Instructions to follow ::
Identify every line in the material below that contains the word "porch", and copy each of those lines in full.

Stored records ::
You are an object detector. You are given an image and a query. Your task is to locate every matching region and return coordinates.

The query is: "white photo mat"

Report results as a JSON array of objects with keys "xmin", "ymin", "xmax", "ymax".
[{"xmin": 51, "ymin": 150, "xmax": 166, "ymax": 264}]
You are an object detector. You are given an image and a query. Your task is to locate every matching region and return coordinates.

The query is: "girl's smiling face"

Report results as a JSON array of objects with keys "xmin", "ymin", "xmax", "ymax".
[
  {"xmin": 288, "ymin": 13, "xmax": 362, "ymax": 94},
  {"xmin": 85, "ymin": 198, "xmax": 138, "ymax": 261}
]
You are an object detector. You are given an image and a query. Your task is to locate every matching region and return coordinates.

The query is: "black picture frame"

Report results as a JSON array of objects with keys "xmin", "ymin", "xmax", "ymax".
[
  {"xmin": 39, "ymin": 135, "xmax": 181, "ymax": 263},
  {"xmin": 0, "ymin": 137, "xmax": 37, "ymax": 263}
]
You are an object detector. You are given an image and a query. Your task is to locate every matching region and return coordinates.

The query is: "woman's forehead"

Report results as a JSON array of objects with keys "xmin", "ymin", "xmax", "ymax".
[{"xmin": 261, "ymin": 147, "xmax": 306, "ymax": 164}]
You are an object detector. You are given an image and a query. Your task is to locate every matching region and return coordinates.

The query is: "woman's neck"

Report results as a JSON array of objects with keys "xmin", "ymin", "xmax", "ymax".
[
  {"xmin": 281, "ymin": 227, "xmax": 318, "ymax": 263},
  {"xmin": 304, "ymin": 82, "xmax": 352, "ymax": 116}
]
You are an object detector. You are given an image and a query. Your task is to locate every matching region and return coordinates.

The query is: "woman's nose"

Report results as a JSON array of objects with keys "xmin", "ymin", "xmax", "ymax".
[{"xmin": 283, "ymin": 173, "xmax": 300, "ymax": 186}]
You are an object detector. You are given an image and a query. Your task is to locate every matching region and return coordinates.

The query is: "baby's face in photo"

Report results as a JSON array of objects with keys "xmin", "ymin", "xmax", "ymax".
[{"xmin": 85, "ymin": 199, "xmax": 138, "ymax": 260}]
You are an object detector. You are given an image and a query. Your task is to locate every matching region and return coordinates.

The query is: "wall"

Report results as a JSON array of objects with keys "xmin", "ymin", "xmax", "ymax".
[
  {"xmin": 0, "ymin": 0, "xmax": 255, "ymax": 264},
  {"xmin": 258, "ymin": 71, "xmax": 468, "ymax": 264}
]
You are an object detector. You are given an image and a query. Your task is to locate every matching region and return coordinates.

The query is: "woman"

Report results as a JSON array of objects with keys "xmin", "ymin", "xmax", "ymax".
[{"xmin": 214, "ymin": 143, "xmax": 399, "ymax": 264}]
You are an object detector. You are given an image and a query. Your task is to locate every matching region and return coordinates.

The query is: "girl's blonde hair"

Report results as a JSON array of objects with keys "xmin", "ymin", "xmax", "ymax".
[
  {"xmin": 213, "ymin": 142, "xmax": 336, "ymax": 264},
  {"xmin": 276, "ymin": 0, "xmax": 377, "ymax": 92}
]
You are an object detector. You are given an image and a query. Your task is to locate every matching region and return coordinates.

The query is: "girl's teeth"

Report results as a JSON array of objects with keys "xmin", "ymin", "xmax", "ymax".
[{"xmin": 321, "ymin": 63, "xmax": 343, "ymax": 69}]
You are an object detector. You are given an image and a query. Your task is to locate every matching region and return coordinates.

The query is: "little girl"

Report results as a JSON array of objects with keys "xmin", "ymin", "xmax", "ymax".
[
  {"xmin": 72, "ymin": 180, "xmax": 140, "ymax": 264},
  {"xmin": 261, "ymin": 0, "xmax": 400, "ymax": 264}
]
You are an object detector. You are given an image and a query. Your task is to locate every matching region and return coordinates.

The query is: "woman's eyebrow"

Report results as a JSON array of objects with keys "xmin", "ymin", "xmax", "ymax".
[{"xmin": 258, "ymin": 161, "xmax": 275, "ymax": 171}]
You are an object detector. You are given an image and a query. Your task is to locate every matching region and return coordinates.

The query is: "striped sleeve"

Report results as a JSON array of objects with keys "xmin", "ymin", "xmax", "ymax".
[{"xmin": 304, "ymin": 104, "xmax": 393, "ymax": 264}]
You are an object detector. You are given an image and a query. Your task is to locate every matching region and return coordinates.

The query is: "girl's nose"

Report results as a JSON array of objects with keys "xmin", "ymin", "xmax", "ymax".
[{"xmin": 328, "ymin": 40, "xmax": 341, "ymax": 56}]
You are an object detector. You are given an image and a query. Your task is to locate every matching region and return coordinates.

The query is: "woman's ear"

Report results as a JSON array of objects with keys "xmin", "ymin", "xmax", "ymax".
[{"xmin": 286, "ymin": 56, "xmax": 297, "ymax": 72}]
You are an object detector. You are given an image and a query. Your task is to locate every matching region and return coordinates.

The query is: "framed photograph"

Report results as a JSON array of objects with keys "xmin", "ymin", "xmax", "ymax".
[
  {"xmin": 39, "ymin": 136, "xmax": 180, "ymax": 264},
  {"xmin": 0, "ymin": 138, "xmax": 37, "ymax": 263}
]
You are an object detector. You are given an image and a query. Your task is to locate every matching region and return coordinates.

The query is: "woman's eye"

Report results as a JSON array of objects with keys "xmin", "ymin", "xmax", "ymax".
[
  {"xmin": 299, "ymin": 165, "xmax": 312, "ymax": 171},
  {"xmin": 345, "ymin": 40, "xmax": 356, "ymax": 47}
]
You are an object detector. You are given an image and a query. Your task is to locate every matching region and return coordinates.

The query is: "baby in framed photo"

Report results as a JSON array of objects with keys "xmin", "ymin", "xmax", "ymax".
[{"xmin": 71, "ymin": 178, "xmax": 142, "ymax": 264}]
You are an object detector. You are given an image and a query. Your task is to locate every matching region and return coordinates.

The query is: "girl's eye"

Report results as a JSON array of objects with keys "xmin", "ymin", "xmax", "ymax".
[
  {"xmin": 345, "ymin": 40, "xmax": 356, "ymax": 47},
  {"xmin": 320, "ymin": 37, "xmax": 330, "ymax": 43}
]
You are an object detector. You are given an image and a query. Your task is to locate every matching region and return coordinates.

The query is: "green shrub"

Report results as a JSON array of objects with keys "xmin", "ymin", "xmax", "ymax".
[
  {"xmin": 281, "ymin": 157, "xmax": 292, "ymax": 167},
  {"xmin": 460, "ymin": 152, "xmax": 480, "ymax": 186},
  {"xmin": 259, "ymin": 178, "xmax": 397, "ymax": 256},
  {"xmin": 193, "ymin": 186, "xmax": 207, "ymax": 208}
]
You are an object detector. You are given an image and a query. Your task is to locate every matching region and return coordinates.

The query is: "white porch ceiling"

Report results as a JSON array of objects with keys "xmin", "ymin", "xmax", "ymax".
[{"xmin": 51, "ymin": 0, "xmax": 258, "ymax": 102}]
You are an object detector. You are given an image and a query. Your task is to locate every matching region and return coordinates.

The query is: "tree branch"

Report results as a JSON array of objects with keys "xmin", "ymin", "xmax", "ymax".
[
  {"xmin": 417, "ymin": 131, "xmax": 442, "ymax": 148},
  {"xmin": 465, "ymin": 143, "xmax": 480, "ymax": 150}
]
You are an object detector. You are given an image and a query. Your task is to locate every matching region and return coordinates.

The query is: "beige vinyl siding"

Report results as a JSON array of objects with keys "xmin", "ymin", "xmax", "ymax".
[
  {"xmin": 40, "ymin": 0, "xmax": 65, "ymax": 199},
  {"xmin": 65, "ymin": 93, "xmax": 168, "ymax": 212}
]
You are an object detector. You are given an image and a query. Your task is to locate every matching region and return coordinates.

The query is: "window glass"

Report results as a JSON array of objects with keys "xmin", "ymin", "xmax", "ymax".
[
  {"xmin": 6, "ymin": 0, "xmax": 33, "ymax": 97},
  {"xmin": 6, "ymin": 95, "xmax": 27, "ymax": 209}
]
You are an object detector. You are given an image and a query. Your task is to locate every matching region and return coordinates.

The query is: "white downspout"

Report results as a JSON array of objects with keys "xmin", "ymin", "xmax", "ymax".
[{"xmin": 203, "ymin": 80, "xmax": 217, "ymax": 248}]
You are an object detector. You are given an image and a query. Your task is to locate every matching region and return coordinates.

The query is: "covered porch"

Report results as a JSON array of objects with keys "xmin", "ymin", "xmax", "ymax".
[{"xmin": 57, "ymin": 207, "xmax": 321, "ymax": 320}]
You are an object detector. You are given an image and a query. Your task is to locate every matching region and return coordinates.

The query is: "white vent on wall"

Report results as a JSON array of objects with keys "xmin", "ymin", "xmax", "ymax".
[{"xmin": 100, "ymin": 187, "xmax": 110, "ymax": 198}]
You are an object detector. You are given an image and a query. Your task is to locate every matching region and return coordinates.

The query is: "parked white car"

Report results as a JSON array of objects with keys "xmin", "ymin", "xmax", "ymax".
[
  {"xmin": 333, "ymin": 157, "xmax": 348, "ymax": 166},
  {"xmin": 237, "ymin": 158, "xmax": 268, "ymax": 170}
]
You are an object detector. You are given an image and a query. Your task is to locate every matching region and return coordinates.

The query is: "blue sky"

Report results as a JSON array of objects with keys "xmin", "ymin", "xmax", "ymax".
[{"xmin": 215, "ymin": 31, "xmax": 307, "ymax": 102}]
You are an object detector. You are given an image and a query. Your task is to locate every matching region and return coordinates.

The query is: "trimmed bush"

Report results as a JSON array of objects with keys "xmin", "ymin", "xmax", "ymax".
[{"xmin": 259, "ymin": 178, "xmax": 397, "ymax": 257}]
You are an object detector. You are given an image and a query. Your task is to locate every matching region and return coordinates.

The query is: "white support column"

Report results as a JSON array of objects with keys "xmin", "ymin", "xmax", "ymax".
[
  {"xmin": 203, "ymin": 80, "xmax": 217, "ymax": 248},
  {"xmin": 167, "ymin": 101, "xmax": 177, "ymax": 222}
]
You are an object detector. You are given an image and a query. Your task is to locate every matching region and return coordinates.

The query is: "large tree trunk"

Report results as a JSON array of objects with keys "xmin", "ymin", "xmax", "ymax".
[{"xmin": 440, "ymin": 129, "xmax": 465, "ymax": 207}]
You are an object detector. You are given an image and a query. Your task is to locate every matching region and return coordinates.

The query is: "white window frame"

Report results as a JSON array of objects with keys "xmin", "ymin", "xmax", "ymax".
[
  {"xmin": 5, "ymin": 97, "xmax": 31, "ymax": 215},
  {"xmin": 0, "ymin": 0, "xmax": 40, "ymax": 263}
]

Exercise response ::
The query is: "white porch ceiling"
The query is: "covered porch"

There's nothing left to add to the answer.